Copy out the following lines word for word, with nothing changed.
───── Input material ─────
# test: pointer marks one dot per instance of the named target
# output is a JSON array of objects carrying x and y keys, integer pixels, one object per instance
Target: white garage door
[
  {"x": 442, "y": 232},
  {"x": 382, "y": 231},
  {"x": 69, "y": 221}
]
─────
_Solution below_.
# test: pointer marks one dot per instance of the named target
# output is a JSON array of objects carrying x and y keys, integer pixels, one object per instance
Target: white garage door
[
  {"x": 442, "y": 232},
  {"x": 382, "y": 231},
  {"x": 69, "y": 221}
]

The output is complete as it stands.